TASK BRIEF >> Convert the listing below into a two-column CSV with the header row text,answer, giving one row per item with its text in the first column and its answer in the second. Put each value inside double quotes, replace every line break with a space, and include every item in the listing.

INFORMATION PROVIDED >>
--

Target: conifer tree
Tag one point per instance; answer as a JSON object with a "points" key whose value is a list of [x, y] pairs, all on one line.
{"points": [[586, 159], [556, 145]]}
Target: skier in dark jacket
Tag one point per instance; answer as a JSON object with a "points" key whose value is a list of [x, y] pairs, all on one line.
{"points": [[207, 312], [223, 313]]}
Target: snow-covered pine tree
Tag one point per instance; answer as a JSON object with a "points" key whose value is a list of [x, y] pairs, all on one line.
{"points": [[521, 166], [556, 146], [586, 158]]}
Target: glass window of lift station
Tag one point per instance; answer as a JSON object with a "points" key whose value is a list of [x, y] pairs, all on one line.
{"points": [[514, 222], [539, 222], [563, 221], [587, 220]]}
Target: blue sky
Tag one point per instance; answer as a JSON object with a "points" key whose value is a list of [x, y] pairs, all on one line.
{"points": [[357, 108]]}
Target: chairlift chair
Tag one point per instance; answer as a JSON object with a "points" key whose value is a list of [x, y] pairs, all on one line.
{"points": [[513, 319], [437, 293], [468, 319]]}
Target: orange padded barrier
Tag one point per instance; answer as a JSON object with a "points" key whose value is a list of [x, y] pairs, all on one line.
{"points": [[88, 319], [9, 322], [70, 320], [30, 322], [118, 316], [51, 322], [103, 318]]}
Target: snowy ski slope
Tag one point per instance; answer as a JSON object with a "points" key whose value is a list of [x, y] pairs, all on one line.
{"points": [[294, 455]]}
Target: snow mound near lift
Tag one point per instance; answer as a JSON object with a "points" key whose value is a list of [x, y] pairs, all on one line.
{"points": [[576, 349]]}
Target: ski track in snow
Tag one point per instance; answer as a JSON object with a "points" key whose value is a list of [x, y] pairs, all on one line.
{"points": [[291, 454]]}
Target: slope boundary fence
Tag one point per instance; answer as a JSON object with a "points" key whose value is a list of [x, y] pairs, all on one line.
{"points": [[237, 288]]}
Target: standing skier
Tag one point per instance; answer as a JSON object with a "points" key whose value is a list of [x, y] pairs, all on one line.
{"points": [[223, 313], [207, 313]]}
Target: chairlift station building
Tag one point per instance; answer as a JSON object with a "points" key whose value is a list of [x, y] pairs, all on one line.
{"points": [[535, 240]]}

--

WRITTEN ANSWER >>
text,answer
"Target: conifer tree Tag one point per instance; answer as a JSON object with a ""points"" key whose value is a list of [x, y] pairs, all on one line.","{""points"": [[586, 159], [556, 145]]}"
"Target: skier in dark jacket Tag one point per instance; answer as a JSON object with a ""points"" key whose value is a list of [x, y] pairs, all on one line.","{""points"": [[207, 312], [223, 313]]}"
"Target: snow-covered pine tree Tag one point per instance; answer as a JSON object with a ""points"" key whose value is a list of [x, y] pairs, all on one line.","{""points"": [[521, 166], [556, 146], [586, 158]]}"
"Target: glass window of lift station Tag one point per instance; answer as a JSON object with a ""points"" key whose value is a list of [x, y] pairs, all on one line.","{""points"": [[514, 222], [539, 222], [563, 221], [587, 220]]}"
"Target: blue sky Tag one point per instance; answer as a JSON object with a ""points"" key whose value is a list of [x, y] pairs, all on one line.","{""points"": [[357, 108]]}"
"Target: chairlift chair Tag one point per instance; answer as a JSON object with a ""points"" key whose value is a list of [x, y] pairs, all on one line.","{""points"": [[513, 319], [437, 293], [468, 319]]}"
"Target: orange padded barrier Tag one point per instance; answer as a JSON object with a ""points"" key whose value is a list of [x, y] pairs, all on one line.","{""points"": [[88, 319], [9, 322], [70, 320], [30, 322], [118, 316], [51, 322], [103, 318]]}"
"Target: snowy ski slope Tag one point per instance; answer as a JSON object with a ""points"" key whose value is a list of [x, y] pairs, all on one line.","{""points"": [[294, 455]]}"
"Target: snow mound near lift Tag one point per instance; answer as a JSON object with a ""points"" key whose value is a list of [x, y] pairs, all on one line.","{""points"": [[576, 349]]}"
"Target: ski track in snow Tag one point per instance; answer as a JSON object with a ""points"" key whose value is a list of [x, y] pairs, all on one line.","{""points"": [[291, 454]]}"
"Target: slope boundary fence Tag one point per instance; answer as a JSON object with a ""points"" key whose value is a list of [x, y] pairs, all on one line.","{""points"": [[237, 288]]}"
"Target: standing skier Tag one point per instance; answer as a JSON object with a ""points"" key whose value is a list of [x, y] pairs, all on one line.","{""points"": [[223, 313], [207, 313]]}"
"Target: chairlift station building Tag one point per instance; answer as a JSON object with a ""points"" key whose value is a list of [x, y] pairs, all on one line.","{""points"": [[535, 240]]}"